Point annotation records
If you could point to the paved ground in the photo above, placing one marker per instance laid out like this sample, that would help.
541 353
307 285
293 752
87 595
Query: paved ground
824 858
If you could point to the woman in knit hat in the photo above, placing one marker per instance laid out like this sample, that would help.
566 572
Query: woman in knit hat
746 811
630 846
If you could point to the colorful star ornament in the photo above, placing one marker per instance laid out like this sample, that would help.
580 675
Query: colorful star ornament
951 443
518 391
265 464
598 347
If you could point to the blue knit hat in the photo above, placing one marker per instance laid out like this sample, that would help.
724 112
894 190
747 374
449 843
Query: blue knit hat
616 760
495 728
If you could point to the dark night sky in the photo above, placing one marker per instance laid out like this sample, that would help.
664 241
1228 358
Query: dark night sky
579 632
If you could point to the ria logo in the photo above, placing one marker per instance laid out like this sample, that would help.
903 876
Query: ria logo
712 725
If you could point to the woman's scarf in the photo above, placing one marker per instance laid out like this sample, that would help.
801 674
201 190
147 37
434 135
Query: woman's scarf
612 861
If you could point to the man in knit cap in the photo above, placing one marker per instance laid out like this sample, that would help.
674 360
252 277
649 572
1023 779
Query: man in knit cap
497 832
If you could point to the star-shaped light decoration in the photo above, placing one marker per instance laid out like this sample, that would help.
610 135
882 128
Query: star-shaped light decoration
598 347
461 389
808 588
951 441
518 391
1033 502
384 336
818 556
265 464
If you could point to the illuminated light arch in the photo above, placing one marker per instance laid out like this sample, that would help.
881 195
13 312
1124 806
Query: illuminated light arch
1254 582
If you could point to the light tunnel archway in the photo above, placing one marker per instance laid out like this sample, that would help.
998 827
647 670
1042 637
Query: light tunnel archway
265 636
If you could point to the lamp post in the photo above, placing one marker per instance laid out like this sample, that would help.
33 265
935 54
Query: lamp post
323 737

TASK DETAILS
Repeat the entries shown above, every one, word for word.

TASK ANSWER
If you could point to the paved ground in the photo above, placing one marker per instance laid out like this sample, that would help.
541 353
307 285
293 752
87 595
Query: paved ground
824 858
If you could point to the woman in knit hat in the photo above, placing one marker per instance laid out like this sample, that would help.
566 572
Query: woman in knit hat
746 811
630 846
If you could point to the colorful star ornament in the photo above, placing one marker per instance laid out like this sample, that would help.
580 675
Query: colorful star ornament
951 443
518 391
265 464
598 347
If you could point to the blue knit hat in the photo above, placing one marker per instance laid out like this sample, that would help.
724 112
894 190
747 374
449 843
Query: blue knit hat
616 760
495 728
If you could point to the dark night sky in the photo above, placing one marker per instance laid out like this sample, that would help.
664 241
1228 358
Query: dark night sky
579 632
If you could point to the ria logo in the photo above, placing one marker per instance laid out like this sample, that would help.
903 876
Query: ria logo
712 725
If you could point to the woman's scarf in the photo above, placing one marker per instance laid out like this sample, that would help.
801 674
201 190
147 37
434 135
Query: woman's scarf
612 861
If you could point to the man in knit cap in the photo above, placing one marker per instance laid out like this sample, that would help.
674 360
252 277
649 572
1023 779
Query: man in knit cap
497 832
If you could point to the star-shaped light decoration in the photo above, placing one marker per instance laid out like this sample, that would help.
610 135
882 128
Query: star-shaped light decoration
598 347
461 389
808 588
951 441
518 391
1033 502
384 336
818 556
265 464
If you could point to the illuminated light arch in the photo above, placing one marker per instance laid out like this sample, that would help.
881 195
13 312
1124 806
Query: illuminated light arch
1254 582
If you could point to the light tunnel archway in the photo above, placing one marker per instance laid out like this sample, that would help.
998 827
647 670
1042 637
Query: light tunnel archway
265 636
If you could point to the lamp post in the photo above, placing one marker per instance laid out like this sample, that would help.
33 265
935 54
Query: lamp post
323 737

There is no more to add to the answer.